* To do: Please render every one of the lines below as a Markdown table with the columns No and Line, numbering each row and skipping any blank lines. Leave the pictures out of your answer.

***** Exercise input *****

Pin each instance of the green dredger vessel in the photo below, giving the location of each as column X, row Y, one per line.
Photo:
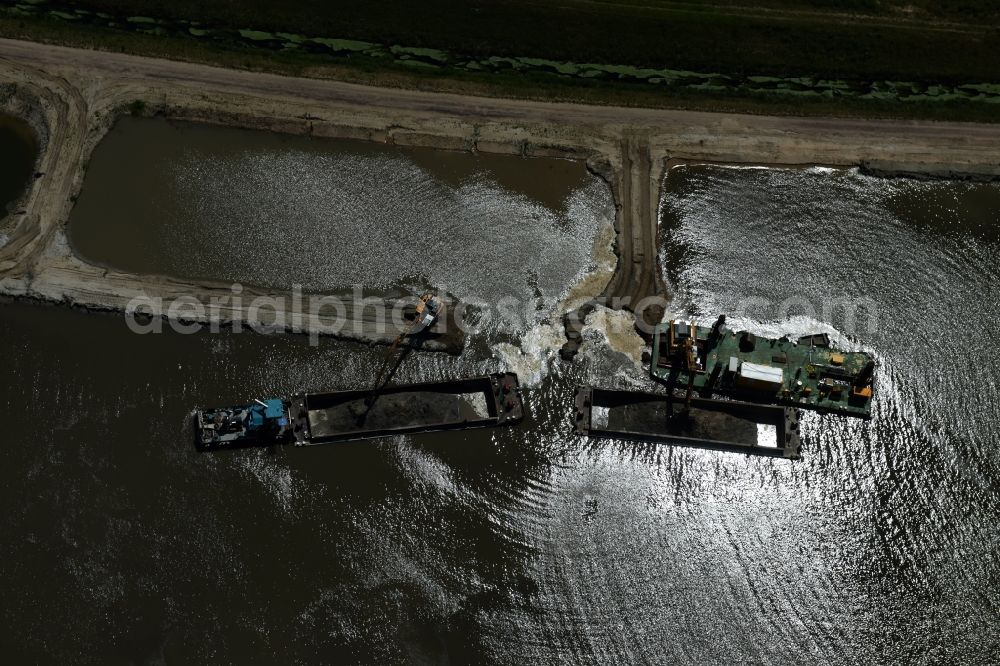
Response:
column 805, row 373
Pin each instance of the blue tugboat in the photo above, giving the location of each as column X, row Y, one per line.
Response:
column 260, row 423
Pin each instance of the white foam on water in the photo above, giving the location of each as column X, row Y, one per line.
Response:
column 616, row 330
column 532, row 359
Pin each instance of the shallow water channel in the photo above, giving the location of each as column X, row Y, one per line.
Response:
column 526, row 544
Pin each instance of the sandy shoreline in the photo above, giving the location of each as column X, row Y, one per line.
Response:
column 75, row 96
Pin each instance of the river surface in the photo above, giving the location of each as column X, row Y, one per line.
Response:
column 530, row 545
column 19, row 149
column 275, row 210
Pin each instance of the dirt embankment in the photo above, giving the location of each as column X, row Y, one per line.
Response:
column 77, row 95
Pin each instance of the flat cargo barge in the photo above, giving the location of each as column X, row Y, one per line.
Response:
column 340, row 416
column 805, row 373
column 726, row 425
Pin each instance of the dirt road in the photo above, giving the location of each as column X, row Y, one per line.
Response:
column 82, row 92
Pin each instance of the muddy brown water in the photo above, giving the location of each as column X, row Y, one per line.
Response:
column 123, row 544
column 19, row 150
column 263, row 208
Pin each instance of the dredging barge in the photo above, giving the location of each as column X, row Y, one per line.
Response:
column 340, row 416
column 761, row 383
column 805, row 373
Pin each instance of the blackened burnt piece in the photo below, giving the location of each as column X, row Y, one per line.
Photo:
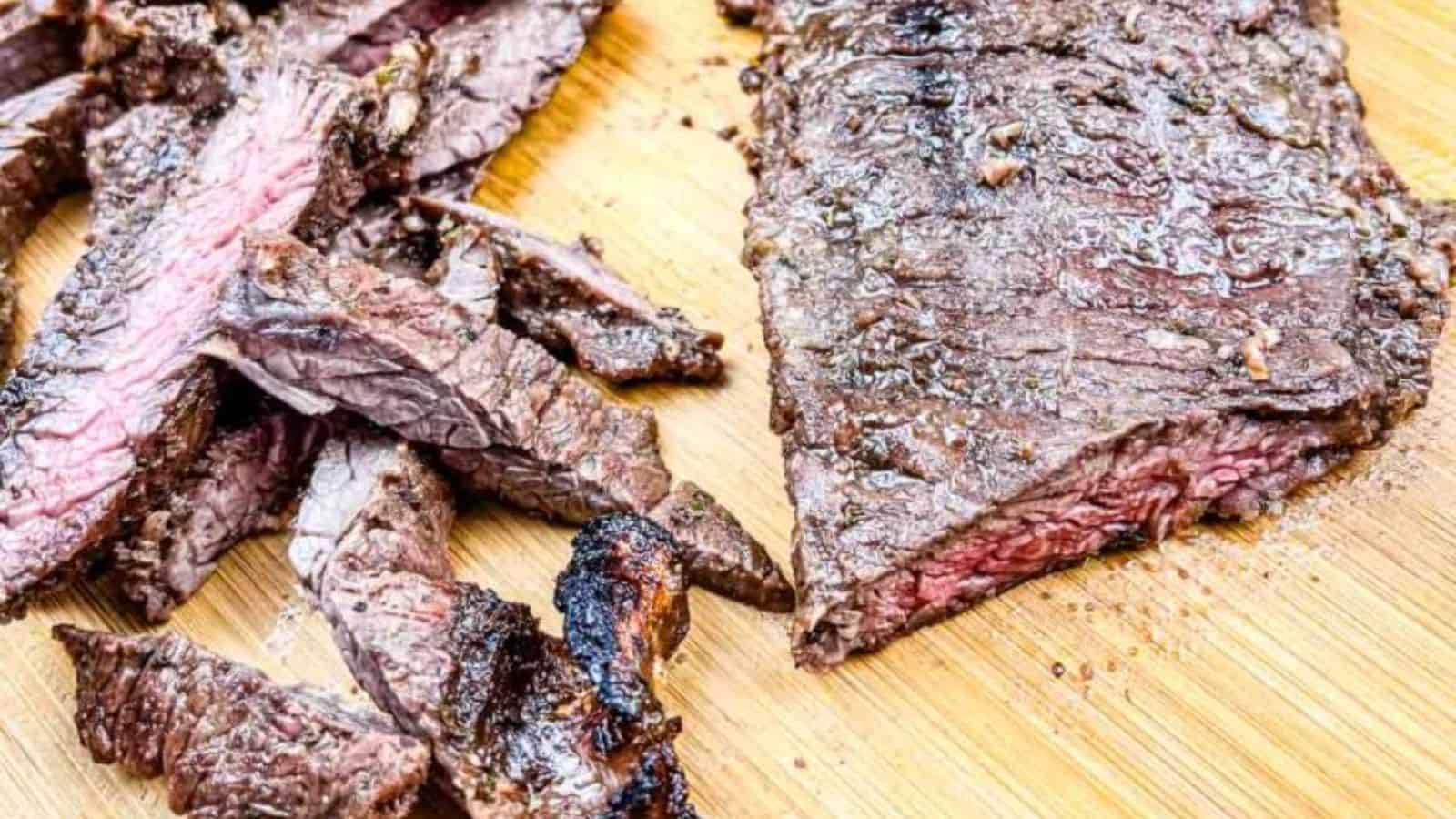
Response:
column 38, row 43
column 1040, row 278
column 568, row 300
column 516, row 726
column 41, row 137
column 113, row 402
column 230, row 742
column 502, row 414
column 247, row 477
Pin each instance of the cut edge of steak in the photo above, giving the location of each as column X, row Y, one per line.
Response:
column 232, row 742
column 41, row 140
column 239, row 487
column 38, row 43
column 510, row 420
column 721, row 555
column 514, row 724
column 568, row 300
column 111, row 404
column 997, row 349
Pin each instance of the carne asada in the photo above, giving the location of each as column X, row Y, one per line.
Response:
column 159, row 51
column 230, row 742
column 113, row 402
column 41, row 137
column 570, row 302
column 516, row 726
column 38, row 43
column 721, row 555
column 1040, row 278
column 240, row 486
column 509, row 419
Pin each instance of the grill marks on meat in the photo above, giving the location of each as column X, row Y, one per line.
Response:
column 41, row 137
column 568, row 300
column 501, row 413
column 113, row 402
column 240, row 487
column 721, row 555
column 517, row 729
column 38, row 43
column 1201, row 288
column 230, row 742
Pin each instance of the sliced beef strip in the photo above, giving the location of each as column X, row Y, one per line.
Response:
column 567, row 299
column 499, row 410
column 242, row 486
column 721, row 555
column 1045, row 276
column 230, row 742
column 113, row 402
column 41, row 137
column 38, row 43
column 359, row 36
column 516, row 726
column 150, row 51
column 491, row 69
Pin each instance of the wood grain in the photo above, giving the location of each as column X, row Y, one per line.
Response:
column 1298, row 666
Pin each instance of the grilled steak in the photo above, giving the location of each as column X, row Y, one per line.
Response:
column 1045, row 276
column 568, row 300
column 359, row 36
column 517, row 727
column 113, row 401
column 721, row 555
column 232, row 743
column 38, row 43
column 239, row 487
column 41, row 137
column 155, row 51
column 507, row 417
column 136, row 162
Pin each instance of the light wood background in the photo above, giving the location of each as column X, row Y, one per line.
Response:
column 1300, row 666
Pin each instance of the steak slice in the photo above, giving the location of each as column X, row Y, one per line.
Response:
column 721, row 555
column 41, row 137
column 113, row 401
column 509, row 419
column 568, row 300
column 516, row 726
column 1040, row 278
column 230, row 742
column 38, row 43
column 239, row 487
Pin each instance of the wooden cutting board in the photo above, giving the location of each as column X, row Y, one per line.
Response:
column 1300, row 666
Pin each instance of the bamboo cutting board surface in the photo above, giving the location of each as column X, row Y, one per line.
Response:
column 1305, row 665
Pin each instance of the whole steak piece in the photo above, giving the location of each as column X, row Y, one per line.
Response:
column 113, row 401
column 230, row 742
column 1041, row 278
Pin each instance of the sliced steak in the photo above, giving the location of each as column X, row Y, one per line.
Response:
column 152, row 51
column 230, row 742
column 38, row 41
column 509, row 419
column 113, row 402
column 721, row 555
column 41, row 137
column 571, row 302
column 239, row 487
column 1045, row 276
column 136, row 162
column 359, row 36
column 516, row 726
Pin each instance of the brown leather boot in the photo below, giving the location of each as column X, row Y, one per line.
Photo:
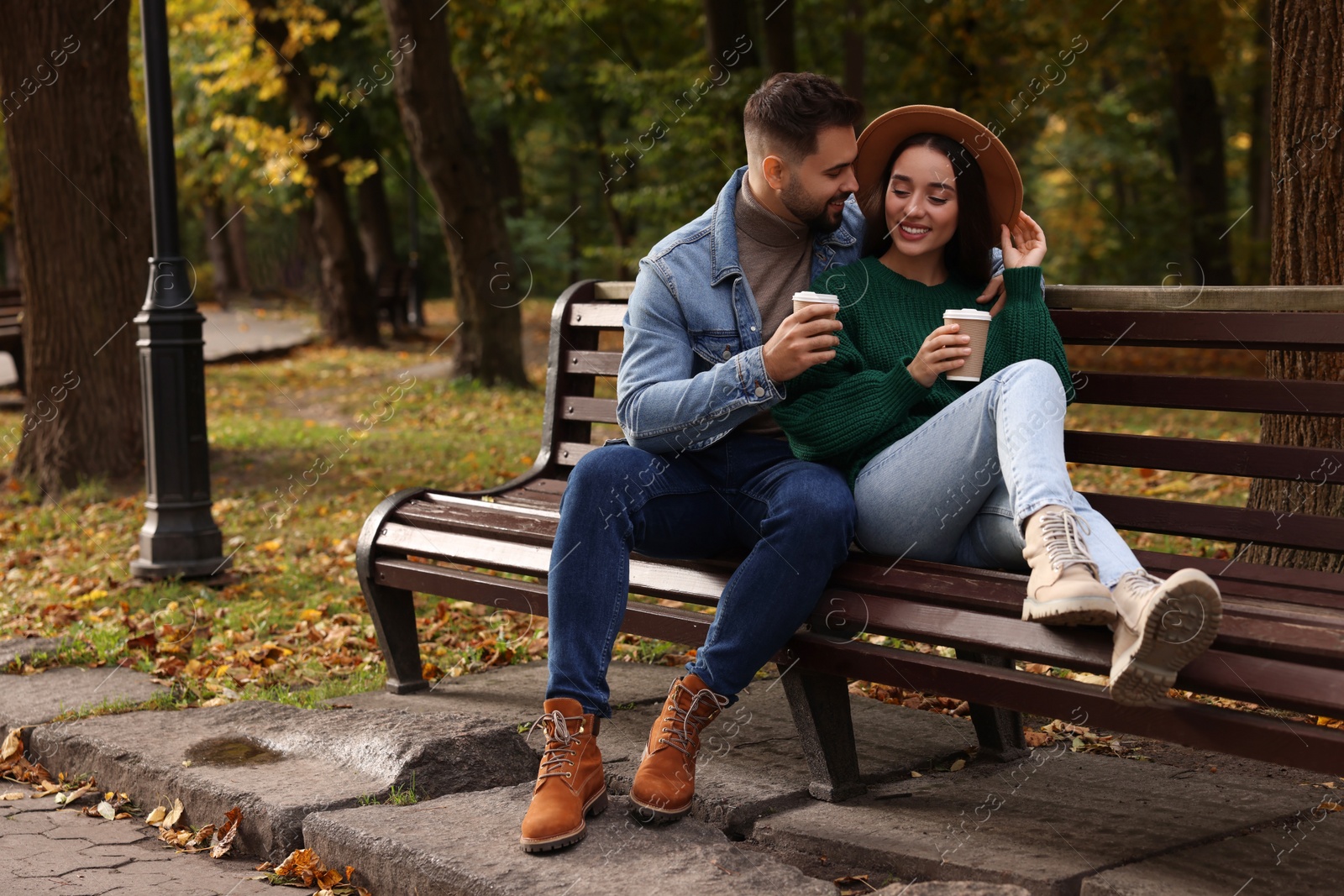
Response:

*****

* Correct result:
| No | Line |
|---|---|
| 1 | Pin each instance of the green dredger vessel in the photo below, giving the location of each as column X, row Y, one per line. |
| 2 | Photo: |
| 3 | Response: |
| 4 | column 805, row 373 |
| 5 | Pin each instance of the blue tugboat in the photo above, giving the location of each as column X, row Y, one per line. |
| 6 | Response: |
| 7 | column 260, row 423 |
| 8 | Pin each instance of the white foam on water in the photo above, giving the location of each as column X, row Y, one per line. |
| 9 | Response: |
| 10 | column 616, row 330 |
| 11 | column 532, row 359 |
| 12 | Pin each instance of the shallow water channel in the photo above, giving the location of each as column X, row Y, one per line. |
| 13 | Response: |
| 14 | column 526, row 544 |
| 15 | Pin each instance of the sandy shoreline in the photo above, giving the location of each as column X, row Y, one per line. |
| 16 | Response: |
| 17 | column 75, row 96 |
| 18 | Pin each instance of the river surface in the photo above, giving the location of each as column X, row Y, one per line. |
| 19 | Response: |
| 20 | column 530, row 545 |
| 21 | column 19, row 149 |
| 22 | column 275, row 210 |
| 23 | Pin each instance of the dirt embankment in the photo above, giving the location of each as column X, row Y, one per line. |
| 24 | Response: |
| 25 | column 77, row 95 |
| 26 | Pin each instance of the flat cargo barge in the photo above, giving the location of each as column X, row Y, one per line. |
| 27 | Response: |
| 28 | column 340, row 416 |
| 29 | column 805, row 373 |
| 30 | column 726, row 425 |
| 31 | Pin each instance of the dirt road in the photo above, giving the location of each as column X, row Y, one per line. |
| 32 | Response: |
| 33 | column 82, row 92 |
| 34 | Pin each instance of the muddy brown water in the photo above, giving the location of each as column X, row Y, one per line. |
| 35 | Response: |
| 36 | column 123, row 544 |
| 37 | column 19, row 150 |
| 38 | column 263, row 208 |
| 39 | Pin each instance of the dredging barge in the photo above, giving the location of each as column X, row Y, one per line. |
| 40 | Response: |
| 41 | column 340, row 416 |
| 42 | column 761, row 383 |
| 43 | column 805, row 373 |
| 44 | Pin each instance of the blackened burnt piece in the photo below, giving the location of each as column X, row Y, one per line. |
| 45 | Photo: |
| 46 | Response: |
| 47 | column 38, row 43 |
| 48 | column 1040, row 278 |
| 49 | column 568, row 300 |
| 50 | column 516, row 726 |
| 51 | column 41, row 137 |
| 52 | column 113, row 402 |
| 53 | column 230, row 742 |
| 54 | column 502, row 414 |
| 55 | column 247, row 477 |
| 56 | Pin each instance of the cut edge of steak in the photo above, giving the location of each as column X, row Y, one per line. |
| 57 | Response: |
| 58 | column 232, row 742 |
| 59 | column 41, row 140 |
| 60 | column 239, row 487 |
| 61 | column 38, row 43 |
| 62 | column 510, row 420 |
| 63 | column 721, row 555 |
| 64 | column 514, row 724 |
| 65 | column 568, row 300 |
| 66 | column 111, row 404 |
| 67 | column 997, row 349 |
| 68 | Pin each instance of the carne asada in the photo above, giving the location of each as column X, row Y, one per line. |
| 69 | Response: |
| 70 | column 159, row 51 |
| 71 | column 230, row 742 |
| 72 | column 113, row 402 |
| 73 | column 41, row 137 |
| 74 | column 570, row 302 |
| 75 | column 516, row 726 |
| 76 | column 38, row 43 |
| 77 | column 721, row 555 |
| 78 | column 1040, row 278 |
| 79 | column 240, row 486 |
| 80 | column 509, row 419 |
| 81 | Pin each instance of the grill marks on meat in the photo above, giving the location of each as column X, row Y, one per line. |
| 82 | Response: |
| 83 | column 41, row 137 |
| 84 | column 568, row 300 |
| 85 | column 501, row 413 |
| 86 | column 113, row 402 |
| 87 | column 240, row 487 |
| 88 | column 721, row 555 |
| 89 | column 517, row 729 |
| 90 | column 38, row 43 |
| 91 | column 1201, row 288 |
| 92 | column 230, row 742 |
| 93 | Pin each instance of the sliced beef strip in the photo above, giving the location of each as column X, row Y, one per line. |
| 94 | Response: |
| 95 | column 567, row 299 |
| 96 | column 499, row 410 |
| 97 | column 242, row 486 |
| 98 | column 721, row 555 |
| 99 | column 1045, row 276 |
| 100 | column 230, row 742 |
| 101 | column 113, row 402 |
| 102 | column 41, row 137 |
| 103 | column 38, row 43 |
| 104 | column 359, row 36 |
| 105 | column 516, row 726 |
| 106 | column 150, row 51 |
| 107 | column 491, row 69 |
| 108 | Pin each instance of the wood grain in the photo above, giving the location of each as column X, row Y, one per line. |
| 109 | Response: |
| 110 | column 1298, row 666 |
| 111 | Pin each instance of the grilled steak in the photo above, giving the location of each as column X, row Y, one per line. |
| 112 | Response: |
| 113 | column 1045, row 276 |
| 114 | column 568, row 300 |
| 115 | column 359, row 36 |
| 116 | column 517, row 727 |
| 117 | column 113, row 401 |
| 118 | column 721, row 555 |
| 119 | column 232, row 743 |
| 120 | column 38, row 43 |
| 121 | column 239, row 487 |
| 122 | column 41, row 137 |
| 123 | column 155, row 51 |
| 124 | column 507, row 417 |
| 125 | column 136, row 162 |
| 126 | Pin each instance of the light wood background in the photo above, giving the location of each as column X, row Y, one per line. |
| 127 | Response: |
| 128 | column 1300, row 666 |
| 129 | Pin each instance of the steak slice in the photo above, giving the location of each as column X, row Y, one per line. |
| 130 | Response: |
| 131 | column 721, row 555 |
| 132 | column 41, row 137 |
| 133 | column 113, row 401 |
| 134 | column 509, row 419 |
| 135 | column 568, row 300 |
| 136 | column 516, row 726 |
| 137 | column 1040, row 278 |
| 138 | column 230, row 742 |
| 139 | column 38, row 43 |
| 140 | column 239, row 487 |
| 141 | Pin each instance of the wooden cutting board in the photo above, giving the location of each as column X, row Y, one per line. |
| 142 | Response: |
| 143 | column 1300, row 666 |
| 144 | Pin each instance of the bamboo cutting board surface in the photo above, giving the location of each as column X, row Y, one per line. |
| 145 | Response: |
| 146 | column 1305, row 665 |
| 147 | Pin each instance of the whole steak piece in the photo above, giving the location of each as column X, row Y, one per line. |
| 148 | Response: |
| 149 | column 113, row 401 |
| 150 | column 230, row 742 |
| 151 | column 1041, row 278 |
| 152 | Pin each instance of the sliced steak in the photo above, giving the location of each as column X, row Y, one per line. |
| 153 | Response: |
| 154 | column 152, row 51 |
| 155 | column 230, row 742 |
| 156 | column 38, row 41 |
| 157 | column 509, row 419 |
| 158 | column 113, row 402 |
| 159 | column 721, row 555 |
| 160 | column 41, row 137 |
| 161 | column 571, row 302 |
| 162 | column 239, row 487 |
| 163 | column 1045, row 276 |
| 164 | column 136, row 162 |
| 165 | column 359, row 36 |
| 166 | column 516, row 726 |
| 167 | Pin each instance of the brown leather boot in the photo below, giving the location of each as column X, row Y, one per line. |
| 168 | Photo: |
| 169 | Response: |